[start]

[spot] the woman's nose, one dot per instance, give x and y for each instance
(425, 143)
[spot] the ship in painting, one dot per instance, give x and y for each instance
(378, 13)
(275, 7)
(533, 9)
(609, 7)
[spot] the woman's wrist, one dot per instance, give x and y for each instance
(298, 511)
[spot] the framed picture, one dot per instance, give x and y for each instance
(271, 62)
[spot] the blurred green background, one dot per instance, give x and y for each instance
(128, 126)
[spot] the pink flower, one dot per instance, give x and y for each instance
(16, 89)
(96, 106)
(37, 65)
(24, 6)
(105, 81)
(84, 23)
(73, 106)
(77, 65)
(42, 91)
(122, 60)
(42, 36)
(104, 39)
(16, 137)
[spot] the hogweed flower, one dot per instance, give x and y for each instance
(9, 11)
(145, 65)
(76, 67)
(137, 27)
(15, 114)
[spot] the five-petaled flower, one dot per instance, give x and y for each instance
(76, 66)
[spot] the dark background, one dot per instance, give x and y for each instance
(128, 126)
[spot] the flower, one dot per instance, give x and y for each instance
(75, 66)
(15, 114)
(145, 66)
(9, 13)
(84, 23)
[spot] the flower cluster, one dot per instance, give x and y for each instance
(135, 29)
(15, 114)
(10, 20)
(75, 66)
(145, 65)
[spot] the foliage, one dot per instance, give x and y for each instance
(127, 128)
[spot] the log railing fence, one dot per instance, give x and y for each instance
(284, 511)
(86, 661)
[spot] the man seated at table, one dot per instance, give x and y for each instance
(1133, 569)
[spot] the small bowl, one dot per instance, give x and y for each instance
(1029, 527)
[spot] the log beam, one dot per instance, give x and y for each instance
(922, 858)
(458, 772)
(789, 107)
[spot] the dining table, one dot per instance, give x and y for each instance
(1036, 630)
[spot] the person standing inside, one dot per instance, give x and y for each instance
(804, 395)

[end]

**TASK DESCRIPTION**
Please write out the rows above again, from the line containing "[spot] the hogweed" through the final row, keeping each request line as it is and offsetting every x and y coordinate in the answers by -59.

**RESULT OF THE TASK**
[spot] the hogweed flower, one dot per instance, give x and y for each instance
(-50, -48)
(86, 6)
(17, 8)
(78, -32)
(-44, 55)
[spot] the five-petaled flower, one dot per instance, give x and y for each instance
(17, 7)
[spot] the dark background, one dot per instance, give x and y for each instance
(69, 67)
[spot] the flower, one dot per instance, give x and y for each instance
(16, 7)
(-44, 55)
(86, 7)
(-50, -46)
(25, -36)
[spot] the flower cluster, one dot per instance, give x and y for each instance
(76, -30)
(-44, 55)
(-49, -39)
(16, 7)
(86, 6)
[spot] the foliage, one dot per instance, give x and y for each instance
(68, 69)
[spot] the log railing fence, one dot per instance, give x and y for each instance
(225, 452)
(27, 602)
[spot] the man seated at table, one dot per instance, give x and y for each instance
(1074, 510)
[spot] the small bowl, one dot per instance, give x and y for each instance
(970, 468)
[spot] the log beam, one dot per instance, give x and y for each instance
(863, 799)
(399, 713)
(730, 48)
[spot] the dining table, one dot per instance, give x and y for each instance
(977, 571)
[spot] the person standing inside, one dot per instance, give x and y for each instance
(745, 336)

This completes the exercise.